— Exercise directions —
Could you rewrite each of the records below in full, requests included, scaling every point coordinate in the answers by 2.5 and rounding to whole numbers with halves going up? Leave the pictures out of your reply.

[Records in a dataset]
━━━━
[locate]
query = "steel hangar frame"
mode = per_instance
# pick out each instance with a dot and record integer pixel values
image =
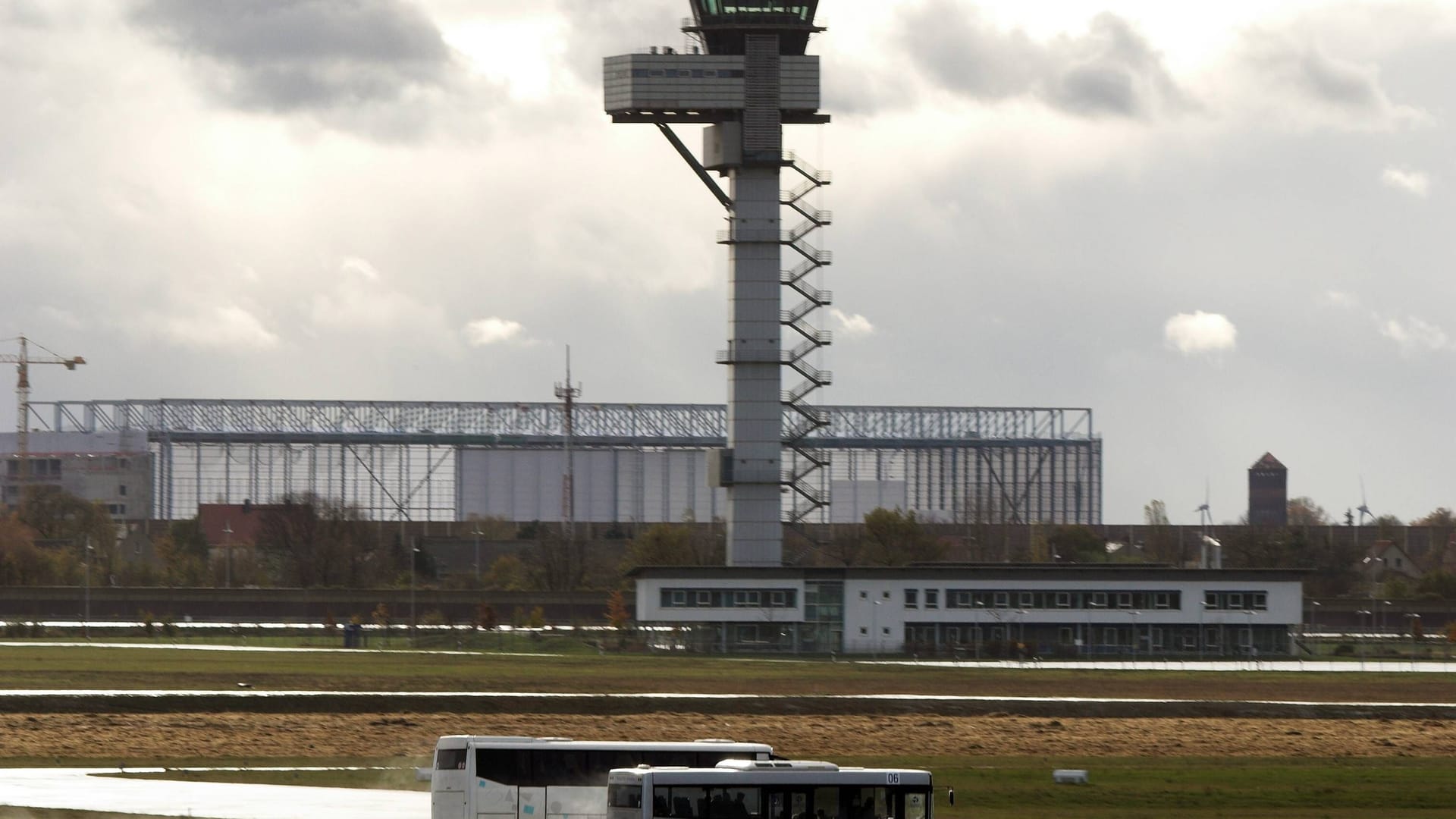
(395, 460)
━━━━
— Solution to the problem —
[locate]
query = "steel hangar frame"
mode = per_instance
# pick out each instance with a dot and record integer pixel values
image =
(988, 1150)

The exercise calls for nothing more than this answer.